* BEGIN *

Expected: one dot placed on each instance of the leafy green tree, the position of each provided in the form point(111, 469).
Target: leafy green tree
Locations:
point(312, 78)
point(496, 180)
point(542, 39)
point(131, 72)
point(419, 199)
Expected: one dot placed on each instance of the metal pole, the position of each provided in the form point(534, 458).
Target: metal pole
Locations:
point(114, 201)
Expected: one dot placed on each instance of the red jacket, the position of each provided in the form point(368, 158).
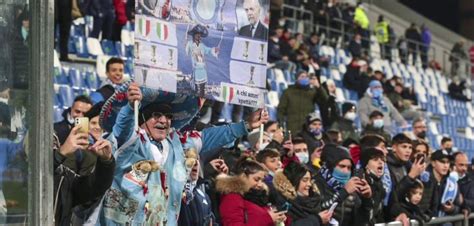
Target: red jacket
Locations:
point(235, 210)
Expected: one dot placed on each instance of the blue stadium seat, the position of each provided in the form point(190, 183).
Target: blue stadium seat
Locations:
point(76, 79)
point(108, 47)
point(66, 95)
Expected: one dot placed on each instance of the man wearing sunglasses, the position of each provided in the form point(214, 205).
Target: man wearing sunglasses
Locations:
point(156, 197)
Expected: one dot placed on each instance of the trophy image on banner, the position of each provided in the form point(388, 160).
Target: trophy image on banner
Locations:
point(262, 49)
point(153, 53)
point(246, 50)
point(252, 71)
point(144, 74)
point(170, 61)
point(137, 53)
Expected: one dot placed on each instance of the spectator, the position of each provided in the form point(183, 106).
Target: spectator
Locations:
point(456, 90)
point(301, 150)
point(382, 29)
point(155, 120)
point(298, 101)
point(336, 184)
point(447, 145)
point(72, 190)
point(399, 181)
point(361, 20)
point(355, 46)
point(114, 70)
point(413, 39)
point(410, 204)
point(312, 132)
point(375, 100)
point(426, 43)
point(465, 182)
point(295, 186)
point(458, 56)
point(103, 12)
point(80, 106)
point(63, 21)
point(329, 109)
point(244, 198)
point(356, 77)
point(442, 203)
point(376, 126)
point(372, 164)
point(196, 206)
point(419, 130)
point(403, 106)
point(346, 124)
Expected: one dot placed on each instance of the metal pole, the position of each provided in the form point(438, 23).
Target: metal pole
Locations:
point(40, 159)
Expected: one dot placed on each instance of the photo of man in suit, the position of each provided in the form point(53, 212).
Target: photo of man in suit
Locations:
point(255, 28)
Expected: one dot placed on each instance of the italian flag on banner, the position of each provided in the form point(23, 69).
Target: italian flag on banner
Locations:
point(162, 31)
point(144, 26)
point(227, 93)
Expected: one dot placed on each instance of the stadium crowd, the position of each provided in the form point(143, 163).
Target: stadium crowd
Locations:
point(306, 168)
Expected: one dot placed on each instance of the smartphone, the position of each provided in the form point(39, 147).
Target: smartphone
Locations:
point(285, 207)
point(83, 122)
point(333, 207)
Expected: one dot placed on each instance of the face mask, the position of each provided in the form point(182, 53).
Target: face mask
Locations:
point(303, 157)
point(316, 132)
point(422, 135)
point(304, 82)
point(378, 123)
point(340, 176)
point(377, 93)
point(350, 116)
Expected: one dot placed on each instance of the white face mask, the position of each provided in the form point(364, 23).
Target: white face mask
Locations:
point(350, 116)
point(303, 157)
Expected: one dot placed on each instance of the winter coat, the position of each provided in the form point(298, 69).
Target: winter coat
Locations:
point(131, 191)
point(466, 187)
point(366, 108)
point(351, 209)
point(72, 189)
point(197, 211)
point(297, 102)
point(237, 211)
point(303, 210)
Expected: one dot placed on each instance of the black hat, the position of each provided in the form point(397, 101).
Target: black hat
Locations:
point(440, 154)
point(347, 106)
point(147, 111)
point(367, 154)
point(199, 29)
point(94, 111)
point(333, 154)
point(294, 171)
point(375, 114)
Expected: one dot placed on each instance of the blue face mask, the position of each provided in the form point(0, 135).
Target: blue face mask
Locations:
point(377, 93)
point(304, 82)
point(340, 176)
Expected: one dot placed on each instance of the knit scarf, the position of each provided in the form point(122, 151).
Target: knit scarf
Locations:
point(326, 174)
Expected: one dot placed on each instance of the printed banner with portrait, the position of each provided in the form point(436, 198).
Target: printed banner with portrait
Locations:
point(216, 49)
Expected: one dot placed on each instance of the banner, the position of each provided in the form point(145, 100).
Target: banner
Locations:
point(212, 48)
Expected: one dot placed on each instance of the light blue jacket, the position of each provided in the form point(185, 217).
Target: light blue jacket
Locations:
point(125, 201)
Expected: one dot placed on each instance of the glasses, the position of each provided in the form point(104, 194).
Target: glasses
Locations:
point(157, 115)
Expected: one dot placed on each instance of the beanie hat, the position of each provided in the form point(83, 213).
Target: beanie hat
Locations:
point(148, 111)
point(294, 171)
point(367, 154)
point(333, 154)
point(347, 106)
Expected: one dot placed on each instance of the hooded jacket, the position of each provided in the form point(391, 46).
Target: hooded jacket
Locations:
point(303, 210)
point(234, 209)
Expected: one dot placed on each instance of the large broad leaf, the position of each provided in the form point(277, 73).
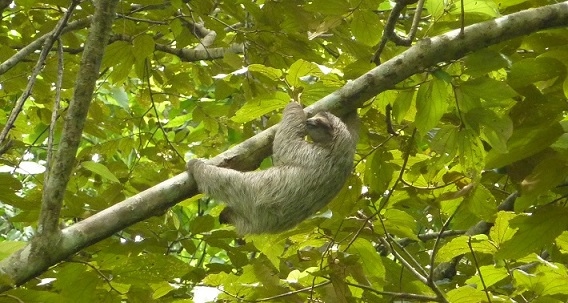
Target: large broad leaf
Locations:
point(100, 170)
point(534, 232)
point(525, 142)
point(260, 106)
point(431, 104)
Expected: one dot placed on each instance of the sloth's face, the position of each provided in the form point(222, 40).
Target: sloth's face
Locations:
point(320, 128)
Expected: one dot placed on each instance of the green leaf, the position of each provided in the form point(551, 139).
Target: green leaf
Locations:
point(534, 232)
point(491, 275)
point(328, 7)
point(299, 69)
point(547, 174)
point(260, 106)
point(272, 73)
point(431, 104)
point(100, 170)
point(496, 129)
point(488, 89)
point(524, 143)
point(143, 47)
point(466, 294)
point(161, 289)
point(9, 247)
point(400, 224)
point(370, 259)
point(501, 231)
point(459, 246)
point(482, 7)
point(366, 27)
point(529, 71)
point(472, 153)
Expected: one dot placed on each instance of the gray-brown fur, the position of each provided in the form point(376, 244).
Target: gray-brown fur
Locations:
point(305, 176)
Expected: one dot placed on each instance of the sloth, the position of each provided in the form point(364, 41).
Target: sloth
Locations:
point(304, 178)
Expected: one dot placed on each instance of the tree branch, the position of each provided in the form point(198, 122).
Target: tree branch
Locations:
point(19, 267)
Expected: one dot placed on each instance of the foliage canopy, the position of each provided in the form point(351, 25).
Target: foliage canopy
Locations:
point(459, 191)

* END *

Could you add 27 to every number in the coordinates listed under "Locations:" in the data from the line with "form point(534, 458)." up to and including the line with "point(235, 210)", then give only those lines again in full, leaving the numbers after "in the form" unchanged? Leave the picture out of your answer.

Expected: one dot placed on each instance of the metal pole, the position of each provided in the form point(534, 458).
Target: metal pole
Locations:
point(141, 228)
Expected: one dot placed on each instance of the red jacket, the position of each provided in the form point(368, 158).
Target: red jacket
Locations:
point(262, 237)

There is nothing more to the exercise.